Dataset excerpt:
---+---
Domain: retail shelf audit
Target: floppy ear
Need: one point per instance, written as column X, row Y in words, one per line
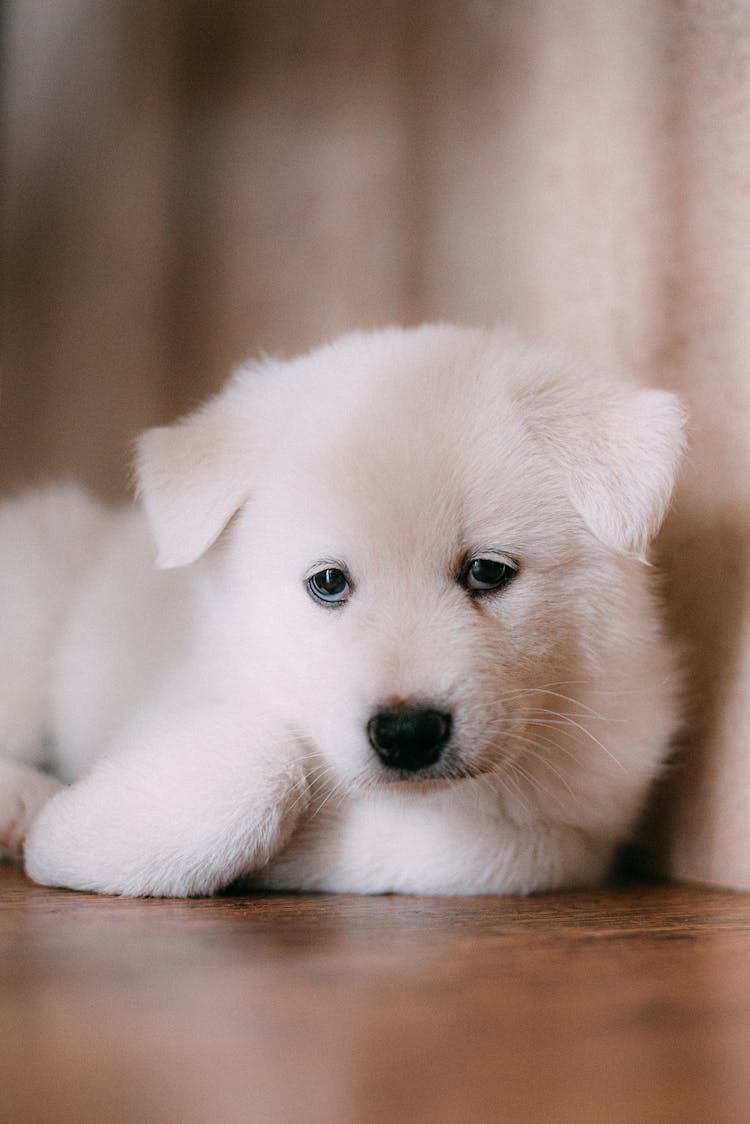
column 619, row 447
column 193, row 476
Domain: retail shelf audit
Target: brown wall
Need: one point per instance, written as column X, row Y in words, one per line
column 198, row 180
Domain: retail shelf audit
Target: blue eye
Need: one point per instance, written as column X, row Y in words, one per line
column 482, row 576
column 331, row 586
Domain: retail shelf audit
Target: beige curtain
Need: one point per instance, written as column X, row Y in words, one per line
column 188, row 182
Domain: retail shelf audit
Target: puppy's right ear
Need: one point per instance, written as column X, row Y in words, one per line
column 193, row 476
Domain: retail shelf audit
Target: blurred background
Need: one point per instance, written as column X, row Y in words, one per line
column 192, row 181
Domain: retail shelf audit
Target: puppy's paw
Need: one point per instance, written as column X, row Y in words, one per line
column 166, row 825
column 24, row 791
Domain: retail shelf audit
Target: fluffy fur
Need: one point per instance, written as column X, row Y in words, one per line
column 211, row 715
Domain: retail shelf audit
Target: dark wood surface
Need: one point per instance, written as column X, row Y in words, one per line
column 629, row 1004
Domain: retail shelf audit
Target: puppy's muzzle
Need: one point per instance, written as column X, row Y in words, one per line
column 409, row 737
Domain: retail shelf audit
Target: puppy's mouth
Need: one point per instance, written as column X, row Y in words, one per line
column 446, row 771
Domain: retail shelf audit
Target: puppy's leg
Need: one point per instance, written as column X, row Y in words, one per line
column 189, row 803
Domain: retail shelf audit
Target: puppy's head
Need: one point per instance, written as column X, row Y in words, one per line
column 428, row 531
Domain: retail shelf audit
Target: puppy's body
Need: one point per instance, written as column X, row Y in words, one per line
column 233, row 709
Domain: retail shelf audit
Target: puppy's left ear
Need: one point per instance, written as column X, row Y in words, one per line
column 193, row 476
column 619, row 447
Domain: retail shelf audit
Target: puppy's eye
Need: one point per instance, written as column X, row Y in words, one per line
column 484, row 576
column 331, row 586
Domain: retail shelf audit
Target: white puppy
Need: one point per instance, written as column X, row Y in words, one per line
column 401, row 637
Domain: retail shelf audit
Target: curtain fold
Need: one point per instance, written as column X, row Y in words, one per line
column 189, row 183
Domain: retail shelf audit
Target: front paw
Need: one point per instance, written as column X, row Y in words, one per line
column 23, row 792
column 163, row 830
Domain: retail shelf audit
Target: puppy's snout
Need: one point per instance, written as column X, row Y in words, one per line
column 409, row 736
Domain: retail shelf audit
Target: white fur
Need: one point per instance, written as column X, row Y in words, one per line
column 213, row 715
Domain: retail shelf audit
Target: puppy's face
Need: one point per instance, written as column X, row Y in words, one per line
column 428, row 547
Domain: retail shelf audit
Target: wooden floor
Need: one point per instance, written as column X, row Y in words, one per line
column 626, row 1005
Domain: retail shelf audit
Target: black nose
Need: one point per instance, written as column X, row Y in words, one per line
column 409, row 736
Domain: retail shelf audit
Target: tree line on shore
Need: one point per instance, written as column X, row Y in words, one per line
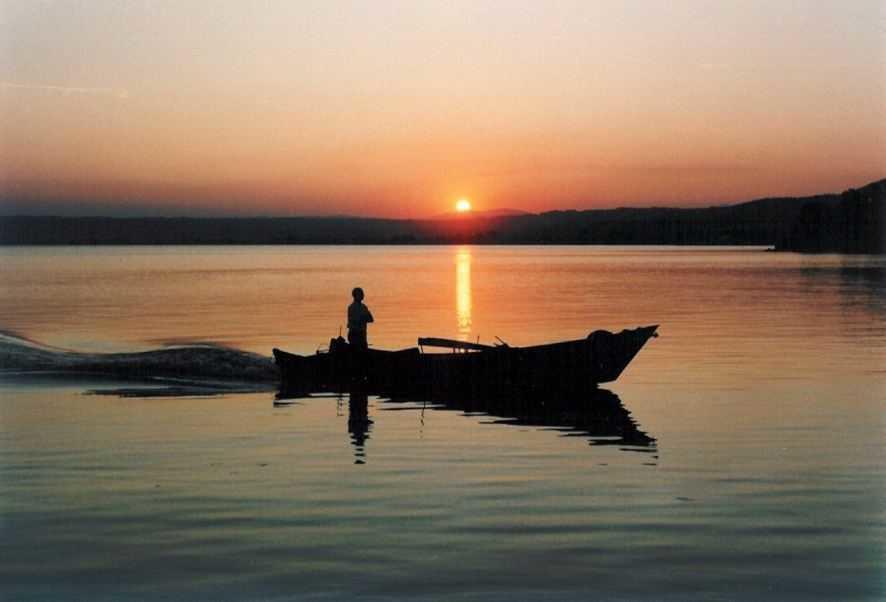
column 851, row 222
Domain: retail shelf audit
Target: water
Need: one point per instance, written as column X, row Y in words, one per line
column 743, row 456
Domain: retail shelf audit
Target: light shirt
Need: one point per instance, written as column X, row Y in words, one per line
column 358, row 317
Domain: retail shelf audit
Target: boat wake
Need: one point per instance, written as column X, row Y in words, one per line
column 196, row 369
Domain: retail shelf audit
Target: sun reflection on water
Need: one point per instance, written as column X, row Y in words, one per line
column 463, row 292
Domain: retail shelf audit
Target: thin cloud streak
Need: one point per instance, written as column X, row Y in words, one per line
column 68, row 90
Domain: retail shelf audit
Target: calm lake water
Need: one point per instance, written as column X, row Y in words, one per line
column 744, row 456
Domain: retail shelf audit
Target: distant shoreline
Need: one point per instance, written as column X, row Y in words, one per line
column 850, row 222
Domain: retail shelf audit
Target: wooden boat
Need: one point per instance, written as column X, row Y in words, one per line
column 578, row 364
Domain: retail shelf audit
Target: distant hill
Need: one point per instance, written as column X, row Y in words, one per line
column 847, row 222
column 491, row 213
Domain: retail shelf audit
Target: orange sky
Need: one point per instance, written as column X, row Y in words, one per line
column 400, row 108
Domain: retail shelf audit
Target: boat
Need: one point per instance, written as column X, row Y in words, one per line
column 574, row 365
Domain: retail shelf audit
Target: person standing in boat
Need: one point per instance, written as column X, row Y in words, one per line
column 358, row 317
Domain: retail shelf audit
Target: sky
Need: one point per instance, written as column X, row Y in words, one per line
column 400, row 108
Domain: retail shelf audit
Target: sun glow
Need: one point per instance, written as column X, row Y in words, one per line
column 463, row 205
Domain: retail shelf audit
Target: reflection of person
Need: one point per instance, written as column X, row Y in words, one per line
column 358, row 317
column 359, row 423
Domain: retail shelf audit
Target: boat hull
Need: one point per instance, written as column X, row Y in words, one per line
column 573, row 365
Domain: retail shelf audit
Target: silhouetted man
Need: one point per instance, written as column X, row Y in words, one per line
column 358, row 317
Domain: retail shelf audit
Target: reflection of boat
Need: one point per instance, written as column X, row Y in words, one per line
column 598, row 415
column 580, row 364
---+---
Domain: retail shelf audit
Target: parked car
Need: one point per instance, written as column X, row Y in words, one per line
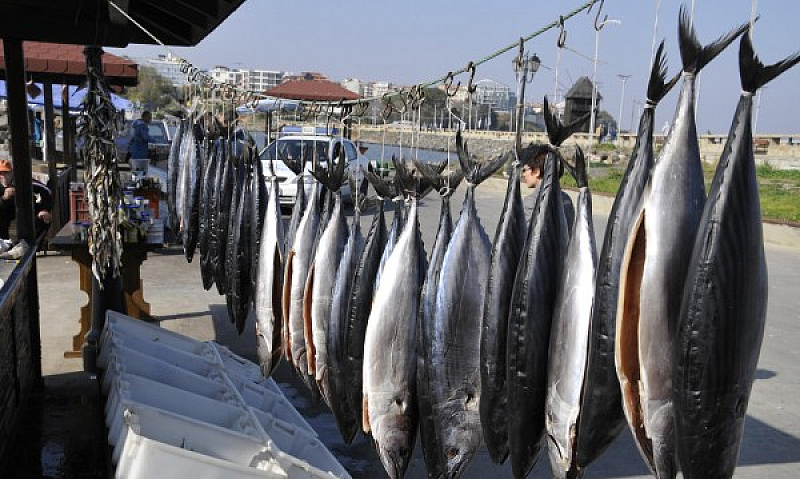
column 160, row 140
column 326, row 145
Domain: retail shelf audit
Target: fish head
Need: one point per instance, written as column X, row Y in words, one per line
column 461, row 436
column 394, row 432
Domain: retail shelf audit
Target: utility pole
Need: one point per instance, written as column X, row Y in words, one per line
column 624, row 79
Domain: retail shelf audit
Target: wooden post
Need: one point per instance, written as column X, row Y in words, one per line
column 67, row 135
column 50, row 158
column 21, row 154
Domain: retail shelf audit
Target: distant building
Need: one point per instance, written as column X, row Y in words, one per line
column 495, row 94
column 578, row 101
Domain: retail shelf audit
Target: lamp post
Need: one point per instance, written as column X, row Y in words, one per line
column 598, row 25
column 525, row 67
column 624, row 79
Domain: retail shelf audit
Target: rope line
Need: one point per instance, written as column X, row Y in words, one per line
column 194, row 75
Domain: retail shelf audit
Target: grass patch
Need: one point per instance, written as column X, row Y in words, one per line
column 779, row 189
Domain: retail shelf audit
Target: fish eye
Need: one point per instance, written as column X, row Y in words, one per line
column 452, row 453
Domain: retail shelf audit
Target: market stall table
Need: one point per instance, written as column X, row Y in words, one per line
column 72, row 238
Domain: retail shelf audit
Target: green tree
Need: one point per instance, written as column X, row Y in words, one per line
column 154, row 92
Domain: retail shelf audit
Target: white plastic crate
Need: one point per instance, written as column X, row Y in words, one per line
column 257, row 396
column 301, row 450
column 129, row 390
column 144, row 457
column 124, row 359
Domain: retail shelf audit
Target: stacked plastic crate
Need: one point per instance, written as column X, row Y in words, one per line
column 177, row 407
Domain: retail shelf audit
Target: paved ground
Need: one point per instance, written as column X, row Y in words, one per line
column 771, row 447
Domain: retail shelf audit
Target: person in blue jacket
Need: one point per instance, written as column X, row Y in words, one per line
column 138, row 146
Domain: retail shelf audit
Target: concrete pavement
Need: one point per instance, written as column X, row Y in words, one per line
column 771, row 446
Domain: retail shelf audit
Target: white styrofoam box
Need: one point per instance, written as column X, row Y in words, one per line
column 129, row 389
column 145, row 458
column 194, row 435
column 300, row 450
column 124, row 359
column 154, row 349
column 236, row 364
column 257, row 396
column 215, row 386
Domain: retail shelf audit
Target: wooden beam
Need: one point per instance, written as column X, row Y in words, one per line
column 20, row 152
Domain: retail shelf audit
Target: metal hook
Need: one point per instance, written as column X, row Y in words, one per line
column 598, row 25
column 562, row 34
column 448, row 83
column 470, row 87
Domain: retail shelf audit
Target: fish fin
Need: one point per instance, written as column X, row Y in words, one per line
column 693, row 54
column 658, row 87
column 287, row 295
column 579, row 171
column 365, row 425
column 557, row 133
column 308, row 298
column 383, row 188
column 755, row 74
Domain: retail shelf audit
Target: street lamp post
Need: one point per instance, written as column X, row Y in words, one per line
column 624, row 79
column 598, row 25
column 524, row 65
---+---
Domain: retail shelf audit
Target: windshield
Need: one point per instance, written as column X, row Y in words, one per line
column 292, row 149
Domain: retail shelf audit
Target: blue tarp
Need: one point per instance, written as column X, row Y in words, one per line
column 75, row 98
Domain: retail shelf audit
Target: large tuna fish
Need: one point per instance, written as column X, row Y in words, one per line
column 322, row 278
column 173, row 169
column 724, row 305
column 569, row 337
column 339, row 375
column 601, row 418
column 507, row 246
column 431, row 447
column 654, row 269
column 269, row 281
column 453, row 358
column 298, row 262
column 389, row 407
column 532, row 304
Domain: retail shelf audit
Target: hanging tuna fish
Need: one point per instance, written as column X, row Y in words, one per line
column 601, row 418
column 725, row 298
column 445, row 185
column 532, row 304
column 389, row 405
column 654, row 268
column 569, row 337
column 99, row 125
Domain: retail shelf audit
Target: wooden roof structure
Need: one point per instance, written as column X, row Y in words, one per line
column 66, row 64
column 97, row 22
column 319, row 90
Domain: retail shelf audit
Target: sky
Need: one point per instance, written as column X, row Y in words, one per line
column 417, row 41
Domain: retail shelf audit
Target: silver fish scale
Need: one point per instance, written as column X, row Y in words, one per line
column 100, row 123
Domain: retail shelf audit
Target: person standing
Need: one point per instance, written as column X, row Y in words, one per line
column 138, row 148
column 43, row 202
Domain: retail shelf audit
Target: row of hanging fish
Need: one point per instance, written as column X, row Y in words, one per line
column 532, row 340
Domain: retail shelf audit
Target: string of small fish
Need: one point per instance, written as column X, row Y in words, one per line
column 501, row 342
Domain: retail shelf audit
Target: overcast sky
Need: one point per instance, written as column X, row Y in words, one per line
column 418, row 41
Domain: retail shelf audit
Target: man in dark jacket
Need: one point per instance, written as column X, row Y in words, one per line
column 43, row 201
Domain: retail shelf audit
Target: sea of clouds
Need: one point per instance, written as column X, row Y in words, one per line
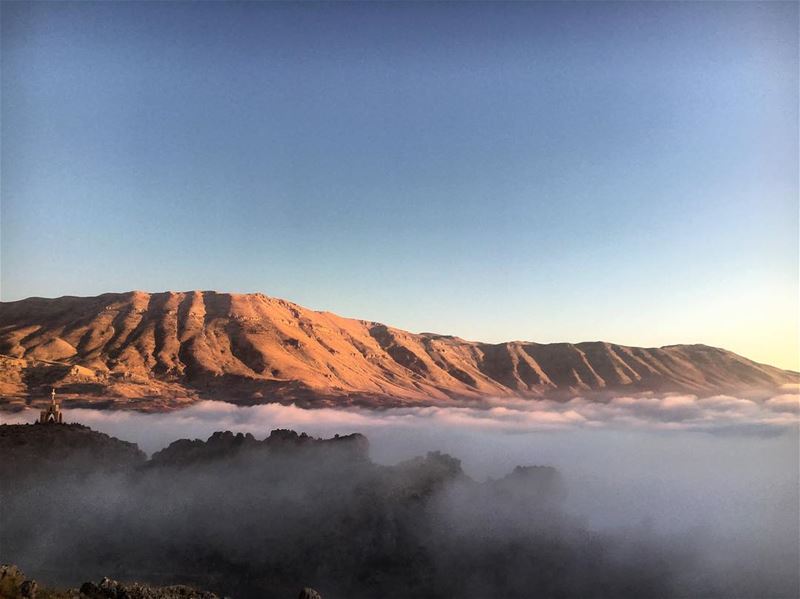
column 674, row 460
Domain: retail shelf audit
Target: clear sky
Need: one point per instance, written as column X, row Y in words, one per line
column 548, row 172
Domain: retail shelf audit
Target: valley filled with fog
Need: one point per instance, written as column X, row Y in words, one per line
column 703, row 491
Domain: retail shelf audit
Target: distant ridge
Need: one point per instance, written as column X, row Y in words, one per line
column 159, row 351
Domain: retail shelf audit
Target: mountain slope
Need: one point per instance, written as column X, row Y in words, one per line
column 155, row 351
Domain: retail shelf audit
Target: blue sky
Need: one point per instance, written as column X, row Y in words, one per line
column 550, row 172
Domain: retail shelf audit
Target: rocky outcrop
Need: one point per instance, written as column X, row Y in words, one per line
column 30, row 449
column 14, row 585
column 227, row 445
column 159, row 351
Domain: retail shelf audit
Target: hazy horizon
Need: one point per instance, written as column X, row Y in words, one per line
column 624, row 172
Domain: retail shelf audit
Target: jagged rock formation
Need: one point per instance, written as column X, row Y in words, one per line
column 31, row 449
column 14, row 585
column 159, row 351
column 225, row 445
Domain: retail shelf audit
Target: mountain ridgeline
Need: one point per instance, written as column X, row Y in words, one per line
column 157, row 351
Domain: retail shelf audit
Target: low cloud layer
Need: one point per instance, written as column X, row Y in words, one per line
---+---
Your instructions – Return every line of the entries above that contains the word "boat". Treat the match as case-sensitive.

Reply –
Target: boat wake
Target: wooden boat
Target: boat
Target: person standing in boat
Target: boat hull
Target: reflection of boat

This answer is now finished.